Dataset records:

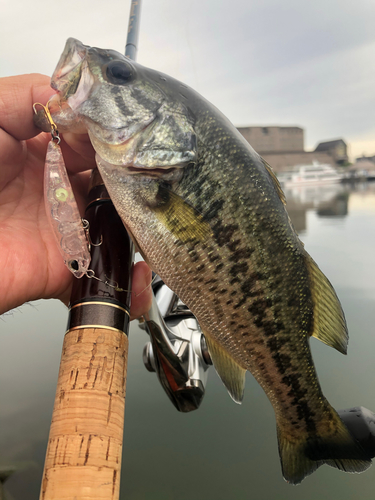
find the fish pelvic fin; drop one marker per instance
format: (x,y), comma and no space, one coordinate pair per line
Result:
(230,372)
(329,320)
(333,446)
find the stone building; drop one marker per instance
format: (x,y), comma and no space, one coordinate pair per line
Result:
(283,147)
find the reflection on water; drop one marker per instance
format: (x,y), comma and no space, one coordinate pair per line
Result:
(223,450)
(331,200)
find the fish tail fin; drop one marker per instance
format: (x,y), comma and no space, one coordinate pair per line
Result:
(333,445)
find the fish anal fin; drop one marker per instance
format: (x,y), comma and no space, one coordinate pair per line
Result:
(335,447)
(274,180)
(230,372)
(329,320)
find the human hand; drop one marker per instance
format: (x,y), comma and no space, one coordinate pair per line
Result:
(30,262)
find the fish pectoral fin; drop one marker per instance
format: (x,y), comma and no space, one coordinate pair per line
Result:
(179,217)
(275,181)
(329,320)
(230,372)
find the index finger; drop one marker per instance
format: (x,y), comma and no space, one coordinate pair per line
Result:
(17,96)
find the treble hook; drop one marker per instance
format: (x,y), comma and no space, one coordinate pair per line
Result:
(54,132)
(86,227)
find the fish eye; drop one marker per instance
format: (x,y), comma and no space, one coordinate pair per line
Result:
(119,72)
(73,264)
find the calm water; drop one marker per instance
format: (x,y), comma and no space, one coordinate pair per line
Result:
(222,451)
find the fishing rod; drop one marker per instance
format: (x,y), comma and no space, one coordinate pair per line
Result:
(84,451)
(85,443)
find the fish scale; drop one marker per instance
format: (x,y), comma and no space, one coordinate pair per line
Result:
(208,215)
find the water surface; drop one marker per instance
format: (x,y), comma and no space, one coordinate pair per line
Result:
(222,451)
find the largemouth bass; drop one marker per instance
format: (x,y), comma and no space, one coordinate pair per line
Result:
(208,215)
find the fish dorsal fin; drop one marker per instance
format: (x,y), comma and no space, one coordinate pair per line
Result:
(231,373)
(180,217)
(329,320)
(275,181)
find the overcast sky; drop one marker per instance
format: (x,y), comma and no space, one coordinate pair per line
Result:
(261,62)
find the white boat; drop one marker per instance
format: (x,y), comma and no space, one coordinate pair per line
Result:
(307,175)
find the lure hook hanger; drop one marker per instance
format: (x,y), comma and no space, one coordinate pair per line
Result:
(54,132)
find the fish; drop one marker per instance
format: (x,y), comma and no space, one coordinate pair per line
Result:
(209,216)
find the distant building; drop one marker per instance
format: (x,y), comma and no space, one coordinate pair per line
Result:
(337,149)
(366,158)
(283,147)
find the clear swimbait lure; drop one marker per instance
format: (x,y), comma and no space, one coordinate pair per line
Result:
(61,207)
(62,212)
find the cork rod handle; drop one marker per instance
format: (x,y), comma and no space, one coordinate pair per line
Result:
(83,459)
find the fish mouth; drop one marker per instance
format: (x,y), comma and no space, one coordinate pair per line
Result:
(168,173)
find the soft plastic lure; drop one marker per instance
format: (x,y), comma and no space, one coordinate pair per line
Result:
(62,212)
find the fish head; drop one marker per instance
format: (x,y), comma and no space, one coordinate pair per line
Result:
(130,112)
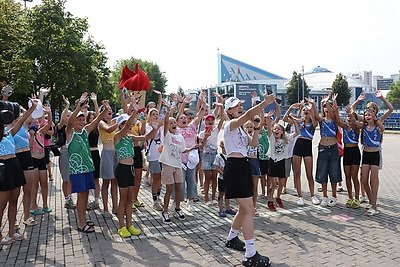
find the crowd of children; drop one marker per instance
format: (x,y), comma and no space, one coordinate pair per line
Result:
(237,150)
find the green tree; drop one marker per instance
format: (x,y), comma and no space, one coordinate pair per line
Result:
(295,89)
(65,59)
(158,81)
(393,95)
(341,87)
(15,67)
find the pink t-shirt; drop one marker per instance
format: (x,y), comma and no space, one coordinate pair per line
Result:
(189,133)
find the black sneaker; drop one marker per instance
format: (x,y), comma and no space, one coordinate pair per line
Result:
(257,260)
(236,243)
(165,216)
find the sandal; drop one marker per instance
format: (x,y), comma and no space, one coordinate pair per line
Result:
(36,212)
(138,204)
(7,240)
(371,212)
(236,243)
(86,229)
(257,260)
(30,221)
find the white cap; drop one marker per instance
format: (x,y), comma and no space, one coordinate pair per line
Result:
(232,102)
(121,118)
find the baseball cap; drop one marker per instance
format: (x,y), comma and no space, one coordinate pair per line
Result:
(232,102)
(121,118)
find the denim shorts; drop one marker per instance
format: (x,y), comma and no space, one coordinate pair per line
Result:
(328,163)
(207,161)
(255,167)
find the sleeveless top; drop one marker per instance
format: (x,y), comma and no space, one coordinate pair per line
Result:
(328,129)
(21,139)
(107,137)
(79,156)
(306,130)
(124,148)
(372,138)
(236,140)
(93,138)
(7,145)
(350,136)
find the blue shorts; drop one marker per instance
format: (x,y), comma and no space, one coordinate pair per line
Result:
(207,161)
(255,167)
(328,163)
(81,182)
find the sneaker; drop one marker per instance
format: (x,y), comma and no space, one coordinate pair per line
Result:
(179,214)
(69,204)
(93,205)
(324,201)
(222,213)
(134,231)
(236,243)
(315,200)
(332,202)
(271,206)
(257,260)
(190,206)
(123,232)
(231,212)
(300,201)
(279,202)
(165,216)
(157,206)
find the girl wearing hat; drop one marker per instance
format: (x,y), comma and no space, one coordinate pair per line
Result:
(124,172)
(238,177)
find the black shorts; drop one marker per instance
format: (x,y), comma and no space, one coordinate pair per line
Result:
(12,176)
(303,147)
(96,163)
(263,166)
(276,169)
(125,175)
(47,155)
(238,179)
(138,158)
(26,160)
(352,156)
(221,185)
(371,158)
(40,163)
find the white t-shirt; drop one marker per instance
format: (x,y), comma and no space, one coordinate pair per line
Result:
(278,150)
(236,140)
(212,141)
(154,144)
(174,145)
(220,162)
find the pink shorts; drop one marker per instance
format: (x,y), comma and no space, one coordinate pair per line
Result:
(171,175)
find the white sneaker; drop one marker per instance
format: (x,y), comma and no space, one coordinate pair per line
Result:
(315,200)
(324,201)
(300,201)
(332,202)
(190,206)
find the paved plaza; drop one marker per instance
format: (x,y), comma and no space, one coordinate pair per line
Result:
(292,236)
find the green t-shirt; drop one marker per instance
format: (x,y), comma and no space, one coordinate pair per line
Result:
(263,145)
(124,148)
(79,156)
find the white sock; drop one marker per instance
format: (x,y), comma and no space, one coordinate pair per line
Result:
(250,248)
(232,234)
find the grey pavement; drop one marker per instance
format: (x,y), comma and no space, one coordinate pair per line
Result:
(292,236)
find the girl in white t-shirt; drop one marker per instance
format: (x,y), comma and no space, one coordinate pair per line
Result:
(278,152)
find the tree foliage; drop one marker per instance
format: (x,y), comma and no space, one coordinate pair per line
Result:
(295,89)
(393,95)
(341,87)
(157,78)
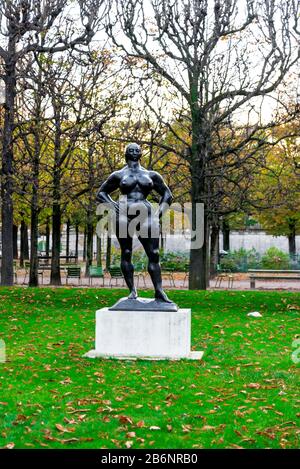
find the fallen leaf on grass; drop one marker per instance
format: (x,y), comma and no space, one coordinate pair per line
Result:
(62,429)
(124,419)
(140,424)
(9,446)
(208,428)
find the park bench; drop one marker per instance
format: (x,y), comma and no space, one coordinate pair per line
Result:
(95,272)
(139,272)
(169,272)
(223,274)
(27,269)
(259,274)
(46,260)
(73,272)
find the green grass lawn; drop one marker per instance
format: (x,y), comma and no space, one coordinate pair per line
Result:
(244,392)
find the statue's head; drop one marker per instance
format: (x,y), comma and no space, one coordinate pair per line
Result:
(133,152)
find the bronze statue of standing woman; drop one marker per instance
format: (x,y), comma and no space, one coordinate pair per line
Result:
(135,184)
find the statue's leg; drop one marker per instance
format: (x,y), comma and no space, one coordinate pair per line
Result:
(151,246)
(126,265)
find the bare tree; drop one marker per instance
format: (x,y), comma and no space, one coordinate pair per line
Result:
(220,58)
(21,23)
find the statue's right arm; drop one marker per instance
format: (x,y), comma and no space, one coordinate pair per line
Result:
(109,186)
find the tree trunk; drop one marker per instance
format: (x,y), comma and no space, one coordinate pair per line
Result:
(198,278)
(47,247)
(7,271)
(34,225)
(292,239)
(15,241)
(68,239)
(24,249)
(226,236)
(76,240)
(214,249)
(99,252)
(89,242)
(34,228)
(108,252)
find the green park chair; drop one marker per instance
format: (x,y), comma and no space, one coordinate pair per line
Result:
(115,273)
(73,272)
(15,271)
(169,272)
(95,272)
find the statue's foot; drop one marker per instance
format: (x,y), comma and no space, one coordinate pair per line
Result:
(160,295)
(133,294)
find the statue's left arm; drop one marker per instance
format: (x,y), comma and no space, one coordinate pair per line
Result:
(164,191)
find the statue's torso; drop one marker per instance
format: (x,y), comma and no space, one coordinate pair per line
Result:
(136,185)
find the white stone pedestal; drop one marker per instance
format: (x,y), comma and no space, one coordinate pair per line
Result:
(154,335)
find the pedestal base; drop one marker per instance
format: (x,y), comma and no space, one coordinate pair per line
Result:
(150,335)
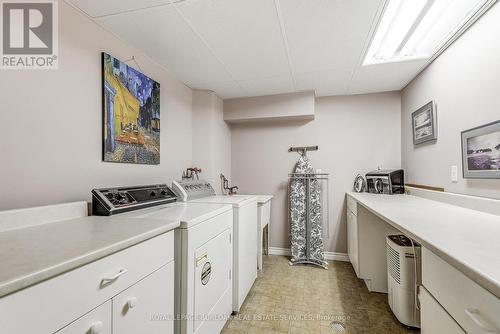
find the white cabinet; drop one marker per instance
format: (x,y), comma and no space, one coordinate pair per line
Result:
(475,309)
(434,319)
(147,306)
(64,303)
(366,245)
(352,240)
(97,321)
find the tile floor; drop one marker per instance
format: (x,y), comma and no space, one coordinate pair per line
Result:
(306,300)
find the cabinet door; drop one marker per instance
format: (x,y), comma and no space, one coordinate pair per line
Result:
(352,240)
(98,321)
(147,306)
(434,318)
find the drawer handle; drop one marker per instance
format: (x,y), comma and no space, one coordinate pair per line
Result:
(132,302)
(201,259)
(479,321)
(96,328)
(111,279)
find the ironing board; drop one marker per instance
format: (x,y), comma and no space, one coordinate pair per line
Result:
(305,215)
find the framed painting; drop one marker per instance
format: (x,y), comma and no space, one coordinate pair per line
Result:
(131,114)
(424,124)
(481,152)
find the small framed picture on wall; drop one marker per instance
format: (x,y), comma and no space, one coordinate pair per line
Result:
(481,152)
(424,124)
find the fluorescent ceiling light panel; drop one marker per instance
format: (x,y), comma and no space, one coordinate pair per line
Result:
(417,29)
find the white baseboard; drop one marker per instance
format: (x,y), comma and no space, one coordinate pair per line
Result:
(333,256)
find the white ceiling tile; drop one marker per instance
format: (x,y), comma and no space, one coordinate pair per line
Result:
(384,77)
(95,8)
(268,86)
(245,35)
(236,47)
(327,34)
(225,90)
(324,83)
(163,35)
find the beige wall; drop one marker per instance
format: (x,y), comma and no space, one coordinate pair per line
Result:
(464,82)
(355,134)
(211,137)
(50,129)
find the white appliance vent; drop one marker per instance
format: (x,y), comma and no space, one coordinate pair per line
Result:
(394,263)
(402,273)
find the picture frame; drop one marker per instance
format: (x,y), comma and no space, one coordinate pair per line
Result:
(130,114)
(424,124)
(481,152)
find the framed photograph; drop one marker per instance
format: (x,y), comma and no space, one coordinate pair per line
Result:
(131,114)
(481,152)
(424,124)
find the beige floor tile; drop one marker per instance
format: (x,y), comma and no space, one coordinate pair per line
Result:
(304,299)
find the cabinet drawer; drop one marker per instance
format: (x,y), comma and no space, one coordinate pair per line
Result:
(434,318)
(98,320)
(147,306)
(352,205)
(474,308)
(54,303)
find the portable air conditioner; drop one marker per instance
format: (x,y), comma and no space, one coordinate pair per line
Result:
(401,279)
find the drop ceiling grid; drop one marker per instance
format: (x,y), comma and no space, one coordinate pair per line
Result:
(243,48)
(172,43)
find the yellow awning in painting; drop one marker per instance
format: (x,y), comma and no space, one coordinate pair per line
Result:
(126,106)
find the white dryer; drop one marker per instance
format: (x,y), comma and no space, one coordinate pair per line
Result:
(244,232)
(203,253)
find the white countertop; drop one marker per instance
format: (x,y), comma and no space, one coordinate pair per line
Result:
(261,199)
(467,239)
(33,254)
(188,213)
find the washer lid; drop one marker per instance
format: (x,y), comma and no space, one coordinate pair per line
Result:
(235,200)
(188,213)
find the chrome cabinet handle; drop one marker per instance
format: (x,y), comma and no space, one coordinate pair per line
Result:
(111,279)
(201,259)
(479,321)
(96,328)
(132,302)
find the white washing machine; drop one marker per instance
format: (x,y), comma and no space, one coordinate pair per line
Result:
(203,259)
(244,232)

● Instructions for the task
Look through the entries above; find each line with the word "floor" and copy it.

● Reply
find the tile floor; drop one marker per instance
find the beige floor tile; drop one marker per instance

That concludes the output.